ACTION ITEM: Arrange every line of the records below as a Markdown table with the columns Row and Line, numbering each row and omitting blank lines. Leave the pictures out.

Content starts

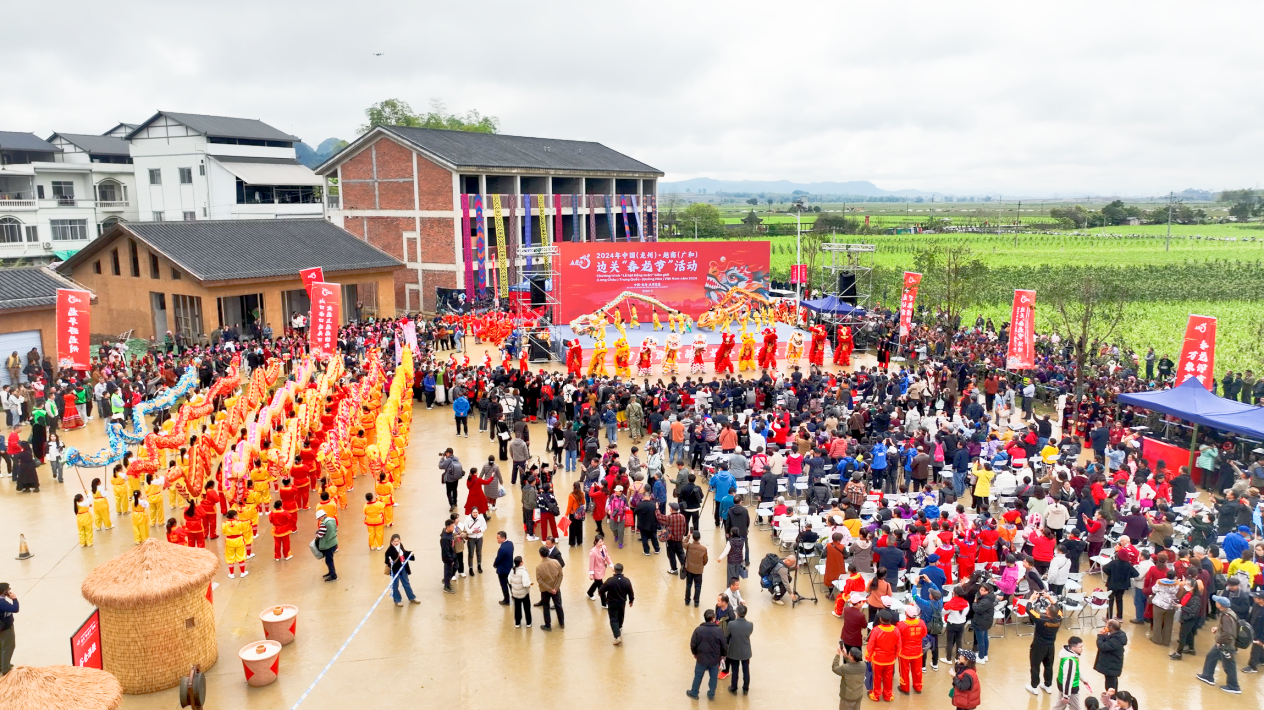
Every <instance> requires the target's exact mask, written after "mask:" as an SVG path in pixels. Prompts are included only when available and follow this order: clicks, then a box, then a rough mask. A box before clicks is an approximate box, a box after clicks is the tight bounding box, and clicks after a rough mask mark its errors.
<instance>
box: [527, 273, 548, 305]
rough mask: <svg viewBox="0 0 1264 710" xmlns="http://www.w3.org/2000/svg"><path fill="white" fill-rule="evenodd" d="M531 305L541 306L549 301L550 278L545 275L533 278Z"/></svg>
mask: <svg viewBox="0 0 1264 710" xmlns="http://www.w3.org/2000/svg"><path fill="white" fill-rule="evenodd" d="M530 283H531V307H532V308H540V307H542V306H544V304H545V303H547V302H549V298H547V296H546V294H547V286H549V279H547V278H545V277H536V278H532V279H531V282H530Z"/></svg>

Content ends

EXERCISE SOLUTION:
| Row | Line |
|---|---|
| 1 | Every <instance> requires the target's exact mask, written after "mask:" as an SVG path in pixels. Prompts are included only when available and follow this order: clicks, then a box, then a rough mask. A box before clicks is an approximate box, a box after clicks is the tight bounding box, and clicks after a rough mask mark its errors. |
| 2 | <instance> |
| 3 | box: [527, 273, 548, 305] |
| 4 | rough mask: <svg viewBox="0 0 1264 710" xmlns="http://www.w3.org/2000/svg"><path fill="white" fill-rule="evenodd" d="M531 305L541 306L549 301L550 278L545 275L533 278Z"/></svg> |
| 5 | mask: <svg viewBox="0 0 1264 710" xmlns="http://www.w3.org/2000/svg"><path fill="white" fill-rule="evenodd" d="M530 283H531V307H532V308H540V307H542V306H544V304H545V303H547V302H549V298H547V296H546V294H547V286H549V279H547V278H545V277H536V278H532V279H531V282H530Z"/></svg> |